◆ EXERCISE DIRECTIONS ◆
Please write out again everything from the start of the records down to the line containing "M 264 394 L", both ends included, and shift every coordinate in the answers by adding 21 while keeping the requests as they are. Leave the pictures out.

◆ SOURCE RECORDS ◆
------------------------------------------------------------------------
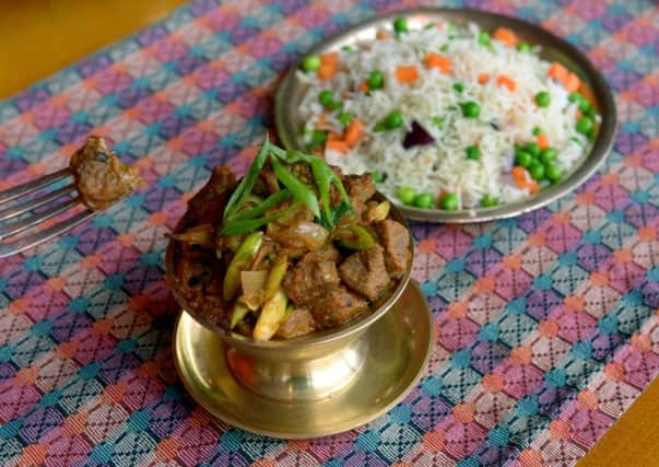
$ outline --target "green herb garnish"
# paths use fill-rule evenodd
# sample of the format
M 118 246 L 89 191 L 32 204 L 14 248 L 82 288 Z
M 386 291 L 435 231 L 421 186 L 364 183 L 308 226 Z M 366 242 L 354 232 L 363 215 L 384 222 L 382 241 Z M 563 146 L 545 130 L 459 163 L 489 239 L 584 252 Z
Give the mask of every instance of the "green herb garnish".
M 254 205 L 251 202 L 254 199 L 251 190 L 268 159 L 270 159 L 274 175 L 285 188 L 270 195 L 264 200 L 259 200 L 257 206 L 249 208 L 250 205 Z M 311 167 L 320 203 L 314 189 L 286 167 L 286 165 L 297 162 L 304 162 Z M 342 203 L 334 208 L 330 206 L 330 188 L 332 185 L 339 190 L 342 198 Z M 293 203 L 289 208 L 270 215 L 262 215 L 269 209 L 287 199 L 293 199 Z M 289 214 L 301 205 L 306 206 L 314 213 L 316 220 L 328 227 L 332 227 L 338 219 L 337 210 L 340 210 L 339 215 L 341 215 L 344 210 L 352 209 L 350 198 L 341 179 L 323 160 L 299 151 L 285 151 L 270 143 L 268 137 L 266 137 L 263 145 L 255 157 L 254 163 L 226 203 L 223 215 L 224 227 L 220 234 L 239 235 L 249 233 Z M 322 207 L 322 212 L 320 211 L 320 207 Z

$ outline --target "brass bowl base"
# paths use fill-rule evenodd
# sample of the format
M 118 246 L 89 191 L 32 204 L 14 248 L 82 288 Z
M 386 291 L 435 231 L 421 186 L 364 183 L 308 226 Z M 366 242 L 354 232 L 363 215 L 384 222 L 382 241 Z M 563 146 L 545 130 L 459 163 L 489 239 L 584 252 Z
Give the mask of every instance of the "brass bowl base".
M 264 394 L 267 388 L 250 390 L 240 384 L 231 367 L 244 382 L 249 369 L 240 369 L 236 351 L 186 312 L 176 325 L 174 358 L 192 398 L 214 417 L 254 433 L 306 439 L 363 425 L 392 408 L 416 385 L 434 342 L 432 314 L 419 287 L 410 281 L 398 302 L 361 340 L 353 346 L 365 358 L 355 365 L 349 383 L 334 392 L 322 384 L 314 386 L 325 394 L 313 394 L 309 386 L 295 400 L 285 400 L 282 394 L 264 397 L 257 393 Z M 333 377 L 328 367 L 331 365 L 321 364 L 318 371 Z

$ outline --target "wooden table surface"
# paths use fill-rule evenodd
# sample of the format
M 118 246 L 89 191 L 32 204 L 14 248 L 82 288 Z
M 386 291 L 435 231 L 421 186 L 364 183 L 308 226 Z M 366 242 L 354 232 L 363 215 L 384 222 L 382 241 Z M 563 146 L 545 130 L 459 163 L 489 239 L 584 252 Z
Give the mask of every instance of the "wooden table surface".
------------------------------------------------------------------------
◆ WRITTEN RESPONSE ◆
$ outline --target "green herb garnish"
# paths use fill-rule evenodd
# sample of the format
M 118 246 L 89 191 L 32 204 L 14 248 L 82 288 Z
M 386 291 L 435 231 L 421 186 L 364 183 L 308 226 Z M 366 242 L 354 232 L 363 215 L 384 222 L 382 241 Z M 563 146 L 545 130 L 459 163 L 489 239 L 584 252 Z
Give the mask of every instance of the "green herb garnish".
M 275 226 L 272 223 L 275 220 L 272 211 L 289 180 L 291 180 L 295 196 L 306 209 L 291 216 L 285 221 L 280 221 L 278 227 L 270 229 L 271 226 Z M 332 188 L 341 224 L 335 210 L 307 188 L 307 186 L 318 183 L 325 183 Z M 363 224 L 355 229 L 351 227 L 351 209 L 353 206 L 360 211 L 363 219 Z M 314 224 L 310 229 L 291 236 L 283 236 L 290 230 L 308 220 L 314 220 Z M 310 235 L 322 226 L 327 227 L 335 234 L 337 241 L 349 248 L 353 248 L 359 240 L 358 231 L 361 231 L 360 236 L 362 236 L 365 231 L 373 230 L 371 219 L 362 200 L 344 181 L 320 172 L 306 172 L 291 164 L 289 158 L 287 158 L 284 166 L 276 178 L 275 184 L 247 224 L 244 236 L 245 248 L 241 255 L 260 256 L 270 254 Z M 343 228 L 343 233 L 341 232 L 341 228 Z

$ outline --target "brass bowl base"
# paths use fill-rule evenodd
# sample of the format
M 118 246 L 89 191 L 32 204 L 14 248 L 82 288 Z
M 386 291 L 435 231 L 421 186 L 364 183 L 308 226 Z M 366 242 L 354 232 L 363 215 L 384 222 L 382 241 Z M 563 146 L 545 130 L 459 163 L 489 239 L 584 252 Z
Give the mask of every instance of the "brass bowl base".
M 285 415 L 288 409 L 271 411 L 261 405 L 252 388 L 265 403 L 270 390 L 261 390 L 257 372 L 207 333 L 197 346 L 195 379 L 213 419 L 235 438 L 275 454 L 327 460 L 384 446 L 413 429 L 437 406 L 455 363 L 453 335 L 440 308 L 431 302 L 419 323 L 382 361 L 374 367 L 386 379 L 376 386 L 370 404 L 355 413 L 343 405 L 335 407 L 346 415 L 334 415 L 330 407 L 316 421 L 306 421 L 303 415 L 285 418 L 278 414 Z M 354 398 L 349 388 L 352 386 L 342 385 L 339 392 Z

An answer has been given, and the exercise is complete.